Problem to work on =
Nothing other than an exact copy of the records should be returned.

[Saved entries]
►

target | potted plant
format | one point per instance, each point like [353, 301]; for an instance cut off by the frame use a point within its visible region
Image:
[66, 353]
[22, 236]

◄

Exercise answer =
target | potted plant
format | one point per instance, each point like [353, 301]; for an instance cut off by the frame use a point within its visible region
Image:
[66, 353]
[22, 236]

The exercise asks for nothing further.